Material provided
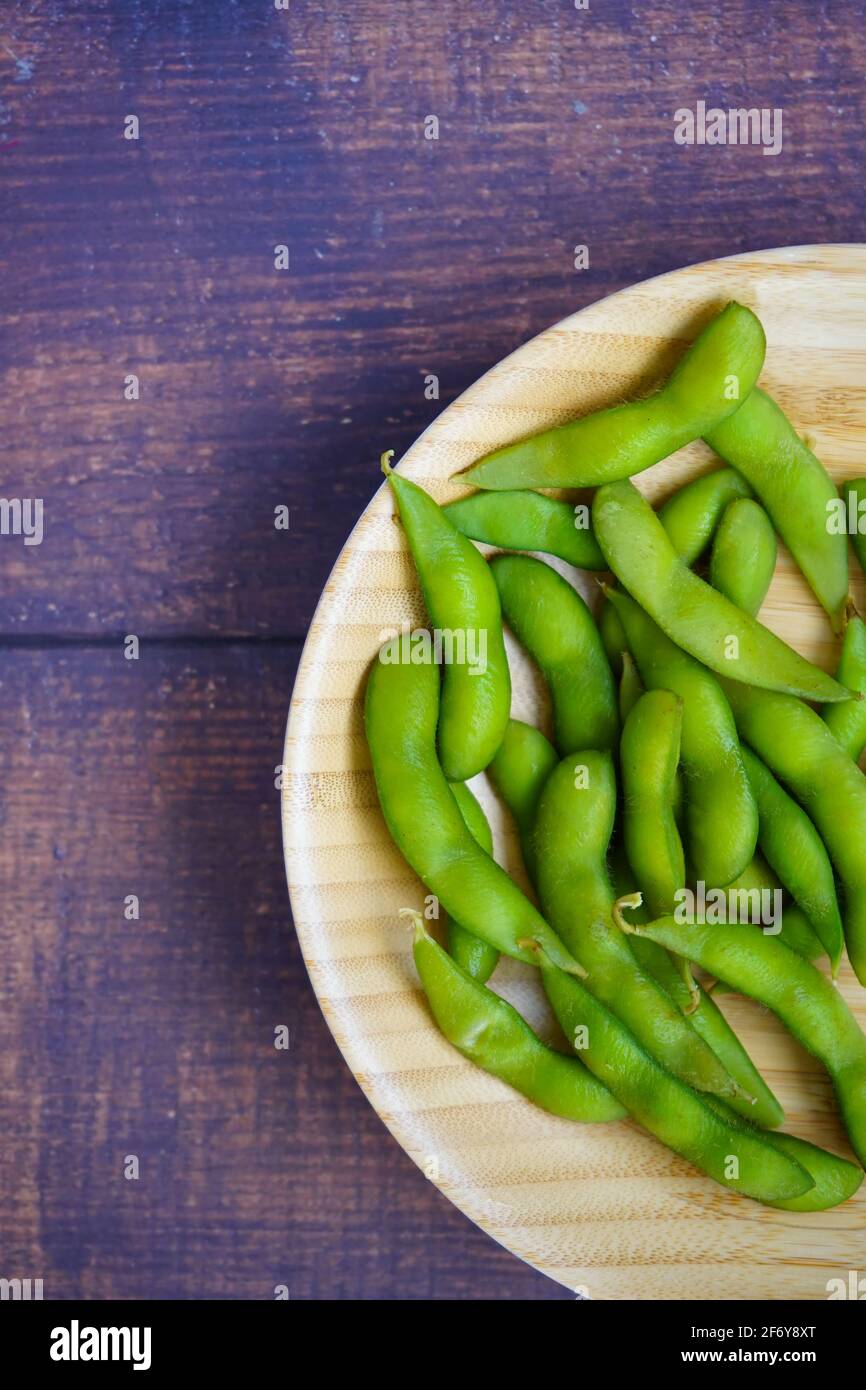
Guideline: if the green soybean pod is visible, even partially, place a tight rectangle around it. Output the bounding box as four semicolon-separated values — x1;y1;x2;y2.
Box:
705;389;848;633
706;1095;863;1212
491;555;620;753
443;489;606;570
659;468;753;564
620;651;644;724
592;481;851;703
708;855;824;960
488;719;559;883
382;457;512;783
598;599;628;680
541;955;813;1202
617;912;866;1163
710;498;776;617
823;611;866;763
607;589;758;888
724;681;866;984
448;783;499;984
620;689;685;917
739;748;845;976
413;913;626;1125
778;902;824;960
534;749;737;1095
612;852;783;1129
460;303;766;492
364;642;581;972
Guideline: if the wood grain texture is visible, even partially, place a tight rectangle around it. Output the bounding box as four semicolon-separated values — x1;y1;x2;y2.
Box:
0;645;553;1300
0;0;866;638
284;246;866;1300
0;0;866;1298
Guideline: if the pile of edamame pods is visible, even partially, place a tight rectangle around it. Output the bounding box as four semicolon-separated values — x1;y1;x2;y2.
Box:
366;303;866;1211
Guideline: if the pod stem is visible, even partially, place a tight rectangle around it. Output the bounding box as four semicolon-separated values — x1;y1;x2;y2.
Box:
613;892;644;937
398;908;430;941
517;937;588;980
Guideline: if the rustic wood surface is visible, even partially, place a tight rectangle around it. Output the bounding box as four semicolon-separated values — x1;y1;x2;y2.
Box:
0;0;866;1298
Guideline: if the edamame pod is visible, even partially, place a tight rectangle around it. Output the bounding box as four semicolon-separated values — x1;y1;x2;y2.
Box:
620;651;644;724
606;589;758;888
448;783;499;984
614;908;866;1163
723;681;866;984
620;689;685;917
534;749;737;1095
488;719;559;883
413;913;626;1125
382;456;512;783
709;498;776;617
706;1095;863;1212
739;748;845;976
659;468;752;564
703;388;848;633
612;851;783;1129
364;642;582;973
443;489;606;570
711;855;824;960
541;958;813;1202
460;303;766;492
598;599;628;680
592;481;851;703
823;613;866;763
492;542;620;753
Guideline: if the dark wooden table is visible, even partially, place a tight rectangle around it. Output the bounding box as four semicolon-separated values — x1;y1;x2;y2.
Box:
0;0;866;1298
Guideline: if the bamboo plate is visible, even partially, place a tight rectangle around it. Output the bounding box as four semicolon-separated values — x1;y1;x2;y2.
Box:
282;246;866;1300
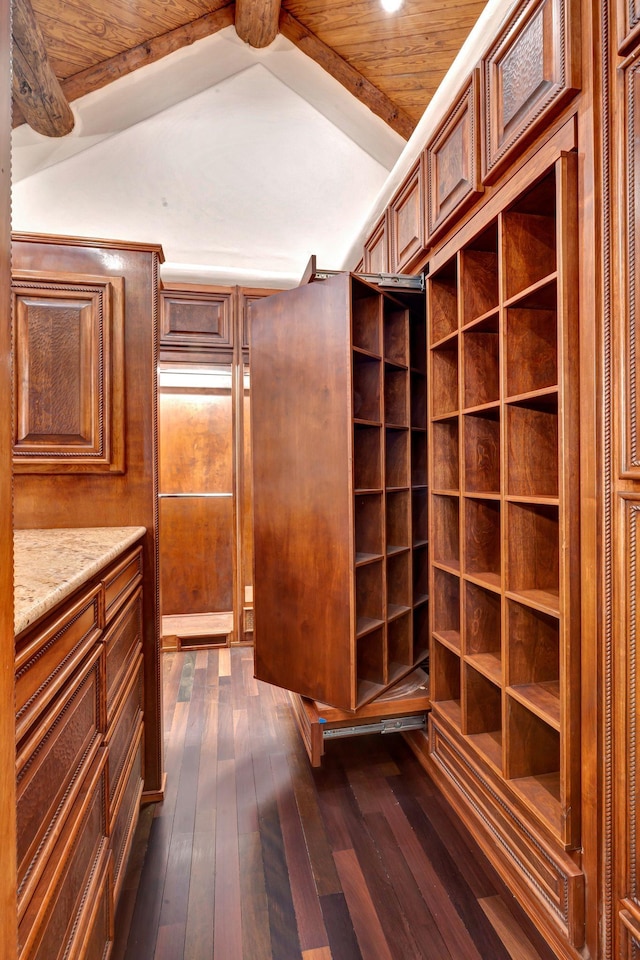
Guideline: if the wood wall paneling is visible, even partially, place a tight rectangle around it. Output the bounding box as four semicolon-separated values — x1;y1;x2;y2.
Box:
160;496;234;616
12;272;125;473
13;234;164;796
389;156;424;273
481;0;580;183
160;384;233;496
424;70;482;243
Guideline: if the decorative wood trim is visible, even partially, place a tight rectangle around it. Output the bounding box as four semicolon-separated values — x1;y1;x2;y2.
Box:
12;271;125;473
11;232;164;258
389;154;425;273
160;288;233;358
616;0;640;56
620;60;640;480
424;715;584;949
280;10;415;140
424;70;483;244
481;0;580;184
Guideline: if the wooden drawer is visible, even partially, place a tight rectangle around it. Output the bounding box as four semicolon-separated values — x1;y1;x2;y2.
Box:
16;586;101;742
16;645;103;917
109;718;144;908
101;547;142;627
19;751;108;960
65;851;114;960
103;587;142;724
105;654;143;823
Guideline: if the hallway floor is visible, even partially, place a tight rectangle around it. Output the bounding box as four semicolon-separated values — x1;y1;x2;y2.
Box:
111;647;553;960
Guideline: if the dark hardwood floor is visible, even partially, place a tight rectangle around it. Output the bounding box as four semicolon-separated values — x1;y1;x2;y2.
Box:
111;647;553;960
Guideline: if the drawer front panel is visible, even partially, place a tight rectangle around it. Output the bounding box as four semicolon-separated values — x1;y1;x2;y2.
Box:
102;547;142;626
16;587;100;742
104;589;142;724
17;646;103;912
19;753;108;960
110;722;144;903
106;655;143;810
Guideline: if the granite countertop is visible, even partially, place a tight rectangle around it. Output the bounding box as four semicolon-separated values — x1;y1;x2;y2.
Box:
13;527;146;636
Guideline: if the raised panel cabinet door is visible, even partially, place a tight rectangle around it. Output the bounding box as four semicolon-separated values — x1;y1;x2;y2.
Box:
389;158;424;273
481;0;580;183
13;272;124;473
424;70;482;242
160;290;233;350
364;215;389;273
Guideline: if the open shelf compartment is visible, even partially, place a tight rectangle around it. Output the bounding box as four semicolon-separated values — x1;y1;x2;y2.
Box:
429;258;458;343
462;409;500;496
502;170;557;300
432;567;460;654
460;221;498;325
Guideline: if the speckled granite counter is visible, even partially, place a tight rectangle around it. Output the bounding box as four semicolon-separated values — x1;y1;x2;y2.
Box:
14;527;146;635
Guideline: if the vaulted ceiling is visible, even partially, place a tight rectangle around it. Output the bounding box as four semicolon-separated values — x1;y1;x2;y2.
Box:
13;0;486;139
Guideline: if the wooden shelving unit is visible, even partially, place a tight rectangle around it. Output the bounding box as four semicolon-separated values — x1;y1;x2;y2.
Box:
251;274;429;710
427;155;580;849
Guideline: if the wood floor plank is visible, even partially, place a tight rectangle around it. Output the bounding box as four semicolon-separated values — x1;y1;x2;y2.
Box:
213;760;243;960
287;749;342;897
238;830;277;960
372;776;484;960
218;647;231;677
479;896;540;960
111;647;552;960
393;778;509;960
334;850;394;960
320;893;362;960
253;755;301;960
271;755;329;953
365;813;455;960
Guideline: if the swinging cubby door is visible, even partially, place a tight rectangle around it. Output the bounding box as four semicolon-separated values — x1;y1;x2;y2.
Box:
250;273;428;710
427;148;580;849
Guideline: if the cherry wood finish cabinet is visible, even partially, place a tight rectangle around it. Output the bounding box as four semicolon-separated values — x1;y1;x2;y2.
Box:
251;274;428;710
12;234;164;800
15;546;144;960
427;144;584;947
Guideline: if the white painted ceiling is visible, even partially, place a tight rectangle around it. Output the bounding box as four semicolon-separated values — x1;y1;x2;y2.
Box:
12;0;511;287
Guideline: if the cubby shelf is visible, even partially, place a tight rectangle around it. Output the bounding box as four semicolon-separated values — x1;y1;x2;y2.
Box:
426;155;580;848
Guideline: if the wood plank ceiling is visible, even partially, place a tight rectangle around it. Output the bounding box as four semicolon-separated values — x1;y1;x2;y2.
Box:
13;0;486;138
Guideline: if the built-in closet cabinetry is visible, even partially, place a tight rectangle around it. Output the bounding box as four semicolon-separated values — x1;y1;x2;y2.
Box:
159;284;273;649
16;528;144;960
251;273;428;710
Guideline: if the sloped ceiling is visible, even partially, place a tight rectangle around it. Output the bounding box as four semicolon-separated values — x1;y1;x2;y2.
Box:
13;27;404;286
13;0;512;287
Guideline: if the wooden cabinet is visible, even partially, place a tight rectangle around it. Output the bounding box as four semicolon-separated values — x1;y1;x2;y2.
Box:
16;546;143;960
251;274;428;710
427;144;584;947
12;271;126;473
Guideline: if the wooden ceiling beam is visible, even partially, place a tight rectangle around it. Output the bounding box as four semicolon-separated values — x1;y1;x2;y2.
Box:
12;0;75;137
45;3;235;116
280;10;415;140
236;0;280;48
* * *
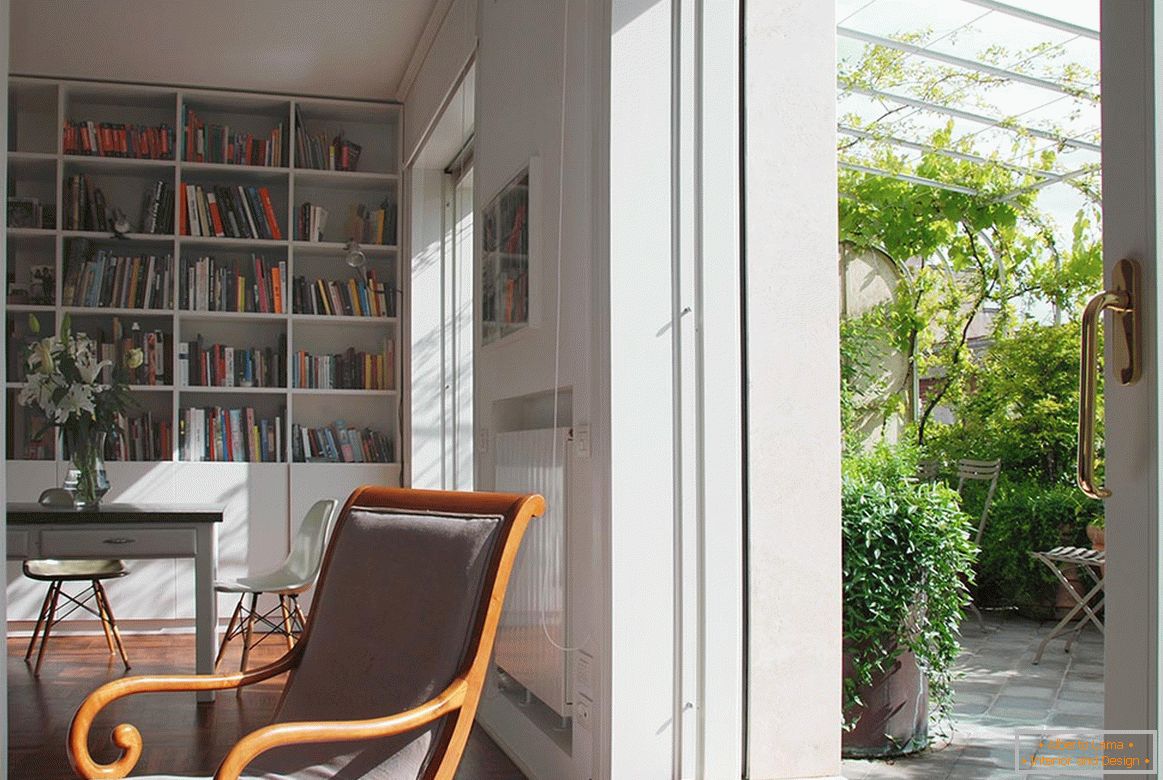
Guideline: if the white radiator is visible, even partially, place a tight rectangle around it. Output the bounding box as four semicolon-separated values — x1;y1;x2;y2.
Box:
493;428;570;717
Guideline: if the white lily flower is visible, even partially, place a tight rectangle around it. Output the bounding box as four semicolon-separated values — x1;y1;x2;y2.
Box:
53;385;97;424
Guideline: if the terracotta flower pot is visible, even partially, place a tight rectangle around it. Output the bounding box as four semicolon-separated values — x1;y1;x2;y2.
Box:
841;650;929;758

Problem description
Rewrite the stretch of records from the line containing "Guideline: if the vaulted" through the line containing "427;155;580;849", changing "shelving unit" to "bookcase" and leaving everything else as it is. Return only those lines.

Complete answer
Guideline: if the vaulted ceiling is visible, even partially, place a tight rectangle around it. Output the bounding box as four semicolon-separated values — x1;y1;x2;y2.
Box:
13;0;486;139
Guideline: if the wooden bookcase is visible, even partially, place a tight rectangle around it. Output the bounding box as four semicolon-separated values — x1;y1;x2;y2.
Box:
251;274;429;710
427;155;580;849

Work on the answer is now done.